TASK TO COMPLETE: Return the records in full, with every character preserved.

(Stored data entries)

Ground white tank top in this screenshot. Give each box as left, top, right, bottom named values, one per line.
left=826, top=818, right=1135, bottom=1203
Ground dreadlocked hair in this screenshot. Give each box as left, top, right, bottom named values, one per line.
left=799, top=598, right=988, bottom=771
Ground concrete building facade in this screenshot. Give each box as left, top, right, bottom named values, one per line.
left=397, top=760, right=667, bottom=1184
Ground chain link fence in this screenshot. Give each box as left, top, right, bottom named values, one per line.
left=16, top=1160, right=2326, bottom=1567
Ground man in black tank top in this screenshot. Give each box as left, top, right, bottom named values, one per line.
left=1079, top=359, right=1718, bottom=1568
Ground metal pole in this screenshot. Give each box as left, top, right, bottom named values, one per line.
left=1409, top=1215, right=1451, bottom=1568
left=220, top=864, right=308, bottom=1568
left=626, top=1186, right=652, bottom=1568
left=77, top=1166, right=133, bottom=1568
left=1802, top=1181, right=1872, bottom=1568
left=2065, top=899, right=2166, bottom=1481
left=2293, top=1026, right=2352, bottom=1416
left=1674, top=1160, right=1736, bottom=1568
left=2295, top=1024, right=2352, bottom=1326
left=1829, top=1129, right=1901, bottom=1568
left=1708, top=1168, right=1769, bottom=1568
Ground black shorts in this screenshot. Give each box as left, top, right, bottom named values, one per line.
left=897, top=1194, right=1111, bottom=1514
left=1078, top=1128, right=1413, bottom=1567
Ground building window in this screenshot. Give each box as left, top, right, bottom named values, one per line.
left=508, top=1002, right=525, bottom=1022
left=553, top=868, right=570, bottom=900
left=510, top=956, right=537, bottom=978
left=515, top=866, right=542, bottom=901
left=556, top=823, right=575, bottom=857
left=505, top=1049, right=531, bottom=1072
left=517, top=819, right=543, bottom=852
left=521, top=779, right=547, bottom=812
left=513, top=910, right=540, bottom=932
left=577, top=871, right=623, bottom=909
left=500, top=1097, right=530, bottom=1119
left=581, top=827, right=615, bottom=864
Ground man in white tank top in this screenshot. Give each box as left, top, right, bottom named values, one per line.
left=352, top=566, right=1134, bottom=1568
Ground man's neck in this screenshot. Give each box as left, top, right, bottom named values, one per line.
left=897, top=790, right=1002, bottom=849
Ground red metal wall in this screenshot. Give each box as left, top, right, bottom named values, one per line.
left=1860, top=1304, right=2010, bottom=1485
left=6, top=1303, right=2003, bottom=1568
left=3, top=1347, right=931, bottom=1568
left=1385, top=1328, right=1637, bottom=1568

SOLUTION TO THIS TASK:
Ground white tank top in this screenshot. Give each box as left, top, right, bottom named values, one per line.
left=826, top=818, right=1135, bottom=1203
Ground dreadlocked hair in this screenshot. Give each box as left, top, right, bottom named values, one per line.
left=799, top=598, right=988, bottom=771
Ground concrete building facade in this screenshot. Give each box as left, top, right, bottom named values, one per line.
left=397, top=760, right=667, bottom=1184
Ground chain link fence in this screenshot. Give each box as left, top, right, bottom named values, one per line.
left=16, top=1160, right=2326, bottom=1567
Ground man in black tank top in this screenshot. Give each box as left, top, right, bottom named values, one per line.
left=1079, top=359, right=1718, bottom=1568
Ground metal pole in this screenshot. Give each box as left, top, right, bottom named values, one per line.
left=1409, top=1215, right=1451, bottom=1568
left=220, top=864, right=308, bottom=1568
left=626, top=1186, right=652, bottom=1568
left=77, top=1166, right=133, bottom=1568
left=1802, top=1181, right=1872, bottom=1568
left=2065, top=899, right=2166, bottom=1481
left=2293, top=1026, right=2352, bottom=1416
left=1674, top=1160, right=1736, bottom=1568
left=2295, top=1024, right=2352, bottom=1326
left=1829, top=1129, right=1901, bottom=1568
left=1708, top=1168, right=1769, bottom=1568
Ground black shorts in this screenshot. Give each box as left, top, right, bottom named values, one per line.
left=897, top=1194, right=1111, bottom=1514
left=1078, top=1128, right=1413, bottom=1567
Ground building window in this screenshot. Give each box as left, top, right, bottom named values, one per line.
left=508, top=1002, right=525, bottom=1022
left=553, top=868, right=570, bottom=900
left=510, top=956, right=537, bottom=978
left=515, top=866, right=542, bottom=901
left=556, top=823, right=575, bottom=857
left=505, top=1049, right=531, bottom=1072
left=517, top=819, right=543, bottom=852
left=521, top=779, right=547, bottom=812
left=513, top=910, right=540, bottom=932
left=577, top=871, right=623, bottom=909
left=500, top=1097, right=530, bottom=1119
left=581, top=827, right=615, bottom=864
Ground man in white tank top in this screenshot. Give each box as left, top, right, bottom named values, one per line.
left=352, top=566, right=1134, bottom=1568
Ground man's neck in this screenshot. Give each box as left, top, right, bottom named values, one per line.
left=897, top=790, right=1002, bottom=849
Ground red metal wall in this screenshot. Give each box as left, top, right, bottom named values, one per line.
left=1860, top=1304, right=2010, bottom=1485
left=6, top=1303, right=2003, bottom=1568
left=3, top=1347, right=931, bottom=1568
left=1385, top=1328, right=1637, bottom=1568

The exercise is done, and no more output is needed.